GIVEN REQUEST: Lay out everything from the line containing "The response MUST carry one point per instance of the vertical" down to the end of the listing as a two-column CSV with the headers instruction and answer. Give one row per instruction, with the instruction and its full answer each in a single quoted field and line breaks replaced by spaces.

MATERIAL SUPPLIED:
____________
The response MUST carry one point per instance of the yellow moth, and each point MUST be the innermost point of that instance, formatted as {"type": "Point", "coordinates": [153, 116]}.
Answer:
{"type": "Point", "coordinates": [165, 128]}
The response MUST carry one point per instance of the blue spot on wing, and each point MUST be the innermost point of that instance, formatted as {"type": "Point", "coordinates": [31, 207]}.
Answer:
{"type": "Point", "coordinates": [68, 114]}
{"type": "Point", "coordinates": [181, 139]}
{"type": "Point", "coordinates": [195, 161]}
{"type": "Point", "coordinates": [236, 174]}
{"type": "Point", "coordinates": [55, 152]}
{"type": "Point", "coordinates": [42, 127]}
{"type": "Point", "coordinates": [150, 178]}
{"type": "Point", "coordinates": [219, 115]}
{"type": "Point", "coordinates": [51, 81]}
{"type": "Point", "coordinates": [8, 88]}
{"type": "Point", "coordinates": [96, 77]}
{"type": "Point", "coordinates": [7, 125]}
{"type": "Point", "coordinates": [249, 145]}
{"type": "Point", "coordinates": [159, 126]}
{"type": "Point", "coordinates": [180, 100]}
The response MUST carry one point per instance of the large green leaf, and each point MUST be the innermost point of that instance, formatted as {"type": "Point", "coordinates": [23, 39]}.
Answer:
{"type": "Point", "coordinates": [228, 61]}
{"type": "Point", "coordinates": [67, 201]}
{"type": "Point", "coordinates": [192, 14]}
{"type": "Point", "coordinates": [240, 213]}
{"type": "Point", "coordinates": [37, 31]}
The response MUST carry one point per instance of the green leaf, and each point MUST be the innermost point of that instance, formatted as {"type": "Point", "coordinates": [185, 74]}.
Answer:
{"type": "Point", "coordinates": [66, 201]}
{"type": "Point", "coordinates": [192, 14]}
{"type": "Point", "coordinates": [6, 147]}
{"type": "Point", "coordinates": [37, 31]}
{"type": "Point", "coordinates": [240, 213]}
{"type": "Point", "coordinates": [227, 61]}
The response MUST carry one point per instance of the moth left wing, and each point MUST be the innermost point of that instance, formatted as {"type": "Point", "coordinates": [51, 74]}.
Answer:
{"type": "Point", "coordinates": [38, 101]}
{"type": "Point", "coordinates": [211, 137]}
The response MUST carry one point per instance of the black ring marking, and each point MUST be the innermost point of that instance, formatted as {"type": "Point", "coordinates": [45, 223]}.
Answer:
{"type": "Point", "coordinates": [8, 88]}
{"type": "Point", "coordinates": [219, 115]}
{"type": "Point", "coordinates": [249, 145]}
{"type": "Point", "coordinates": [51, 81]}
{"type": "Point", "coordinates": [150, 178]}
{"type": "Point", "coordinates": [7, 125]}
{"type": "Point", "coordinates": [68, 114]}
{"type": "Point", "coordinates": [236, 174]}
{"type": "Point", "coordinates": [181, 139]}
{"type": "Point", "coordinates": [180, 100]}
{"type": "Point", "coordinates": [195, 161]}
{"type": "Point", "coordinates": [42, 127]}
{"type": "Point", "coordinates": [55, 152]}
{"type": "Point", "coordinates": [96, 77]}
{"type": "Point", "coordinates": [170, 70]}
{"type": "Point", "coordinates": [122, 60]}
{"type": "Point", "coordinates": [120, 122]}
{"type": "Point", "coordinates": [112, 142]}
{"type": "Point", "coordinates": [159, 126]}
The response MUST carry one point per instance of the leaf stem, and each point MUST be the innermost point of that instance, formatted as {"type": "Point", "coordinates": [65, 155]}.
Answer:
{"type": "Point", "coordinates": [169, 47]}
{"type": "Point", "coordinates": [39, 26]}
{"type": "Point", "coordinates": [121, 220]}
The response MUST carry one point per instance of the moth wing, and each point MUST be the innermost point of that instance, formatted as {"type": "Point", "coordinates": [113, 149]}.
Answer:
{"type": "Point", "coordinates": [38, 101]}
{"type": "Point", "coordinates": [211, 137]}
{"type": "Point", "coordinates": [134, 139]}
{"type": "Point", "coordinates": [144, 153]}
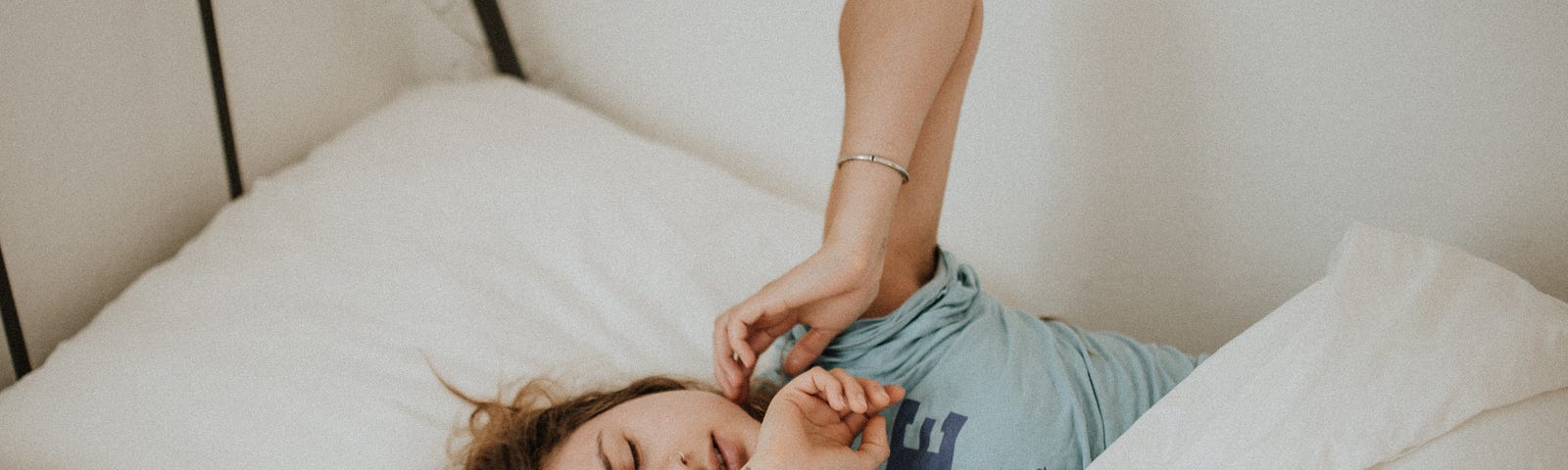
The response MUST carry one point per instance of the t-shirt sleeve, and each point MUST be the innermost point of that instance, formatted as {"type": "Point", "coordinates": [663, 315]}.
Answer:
{"type": "Point", "coordinates": [882, 349]}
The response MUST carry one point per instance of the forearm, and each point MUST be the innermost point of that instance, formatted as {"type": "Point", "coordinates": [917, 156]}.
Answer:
{"type": "Point", "coordinates": [906, 70]}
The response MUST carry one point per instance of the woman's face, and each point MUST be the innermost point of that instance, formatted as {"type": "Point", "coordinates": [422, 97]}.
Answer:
{"type": "Point", "coordinates": [666, 430]}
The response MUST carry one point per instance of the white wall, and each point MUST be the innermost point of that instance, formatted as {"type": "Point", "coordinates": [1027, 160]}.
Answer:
{"type": "Point", "coordinates": [109, 153]}
{"type": "Point", "coordinates": [110, 156]}
{"type": "Point", "coordinates": [1167, 169]}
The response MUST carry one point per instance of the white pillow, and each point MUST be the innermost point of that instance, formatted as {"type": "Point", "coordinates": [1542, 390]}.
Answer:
{"type": "Point", "coordinates": [493, 227]}
{"type": "Point", "coordinates": [1403, 341]}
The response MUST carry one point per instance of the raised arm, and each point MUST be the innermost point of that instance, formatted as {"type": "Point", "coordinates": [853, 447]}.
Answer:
{"type": "Point", "coordinates": [906, 70]}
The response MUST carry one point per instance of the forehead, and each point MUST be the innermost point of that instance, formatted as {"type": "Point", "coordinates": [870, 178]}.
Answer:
{"type": "Point", "coordinates": [580, 450]}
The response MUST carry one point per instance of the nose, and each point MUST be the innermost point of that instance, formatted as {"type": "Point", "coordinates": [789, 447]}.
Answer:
{"type": "Point", "coordinates": [687, 459]}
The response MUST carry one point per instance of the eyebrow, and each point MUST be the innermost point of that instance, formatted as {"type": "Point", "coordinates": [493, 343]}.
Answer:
{"type": "Point", "coordinates": [600, 446]}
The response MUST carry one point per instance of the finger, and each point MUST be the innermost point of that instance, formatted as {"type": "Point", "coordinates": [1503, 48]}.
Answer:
{"type": "Point", "coordinates": [808, 349]}
{"type": "Point", "coordinates": [877, 397]}
{"type": "Point", "coordinates": [874, 443]}
{"type": "Point", "coordinates": [894, 394]}
{"type": "Point", "coordinates": [828, 389]}
{"type": "Point", "coordinates": [854, 394]}
{"type": "Point", "coordinates": [739, 329]}
{"type": "Point", "coordinates": [857, 422]}
{"type": "Point", "coordinates": [721, 357]}
{"type": "Point", "coordinates": [733, 375]}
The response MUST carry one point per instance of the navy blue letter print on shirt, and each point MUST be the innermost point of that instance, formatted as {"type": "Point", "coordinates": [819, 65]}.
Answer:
{"type": "Point", "coordinates": [904, 458]}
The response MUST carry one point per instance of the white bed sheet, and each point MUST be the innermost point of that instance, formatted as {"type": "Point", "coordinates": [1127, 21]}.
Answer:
{"type": "Point", "coordinates": [494, 227]}
{"type": "Point", "coordinates": [1407, 352]}
{"type": "Point", "coordinates": [504, 232]}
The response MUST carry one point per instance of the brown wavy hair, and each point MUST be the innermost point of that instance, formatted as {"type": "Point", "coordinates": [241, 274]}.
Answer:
{"type": "Point", "coordinates": [521, 435]}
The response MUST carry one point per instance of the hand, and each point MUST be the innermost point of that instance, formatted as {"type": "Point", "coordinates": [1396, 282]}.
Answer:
{"type": "Point", "coordinates": [814, 419]}
{"type": "Point", "coordinates": [827, 292]}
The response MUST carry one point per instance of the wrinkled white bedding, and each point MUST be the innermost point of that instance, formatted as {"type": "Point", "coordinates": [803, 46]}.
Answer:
{"type": "Point", "coordinates": [494, 227]}
{"type": "Point", "coordinates": [504, 232]}
{"type": "Point", "coordinates": [1399, 344]}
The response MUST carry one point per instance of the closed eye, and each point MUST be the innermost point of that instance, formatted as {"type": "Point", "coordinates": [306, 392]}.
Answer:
{"type": "Point", "coordinates": [637, 461]}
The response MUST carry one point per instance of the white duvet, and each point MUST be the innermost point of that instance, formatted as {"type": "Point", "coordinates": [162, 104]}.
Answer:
{"type": "Point", "coordinates": [501, 232]}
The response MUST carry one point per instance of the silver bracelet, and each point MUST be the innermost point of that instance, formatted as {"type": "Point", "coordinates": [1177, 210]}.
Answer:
{"type": "Point", "coordinates": [874, 159]}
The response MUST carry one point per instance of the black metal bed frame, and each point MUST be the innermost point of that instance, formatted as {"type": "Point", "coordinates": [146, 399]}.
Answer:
{"type": "Point", "coordinates": [496, 36]}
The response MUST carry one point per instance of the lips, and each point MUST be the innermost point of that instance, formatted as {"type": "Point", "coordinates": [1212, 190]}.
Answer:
{"type": "Point", "coordinates": [729, 458]}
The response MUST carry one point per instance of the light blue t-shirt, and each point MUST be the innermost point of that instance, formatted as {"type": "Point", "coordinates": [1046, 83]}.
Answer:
{"type": "Point", "coordinates": [993, 388]}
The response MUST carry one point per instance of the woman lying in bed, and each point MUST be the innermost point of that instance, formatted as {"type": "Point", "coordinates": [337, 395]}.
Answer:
{"type": "Point", "coordinates": [883, 333]}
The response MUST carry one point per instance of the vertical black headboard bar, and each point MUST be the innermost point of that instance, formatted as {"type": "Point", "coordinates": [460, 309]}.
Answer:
{"type": "Point", "coordinates": [220, 96]}
{"type": "Point", "coordinates": [13, 325]}
{"type": "Point", "coordinates": [499, 41]}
____________
WRITTEN SOLUTION:
instruction,answer
"The response MUST carry one point per instance of the vertical black headboard bar, and each point MUST be the innermost point of that instance, formatted as {""type"": ""Point"", ""coordinates"": [460, 309]}. Answer:","{""type"": ""Point"", ""coordinates"": [220, 96]} {""type"": ""Point"", ""coordinates"": [13, 325]} {""type"": ""Point"", ""coordinates"": [499, 41]}"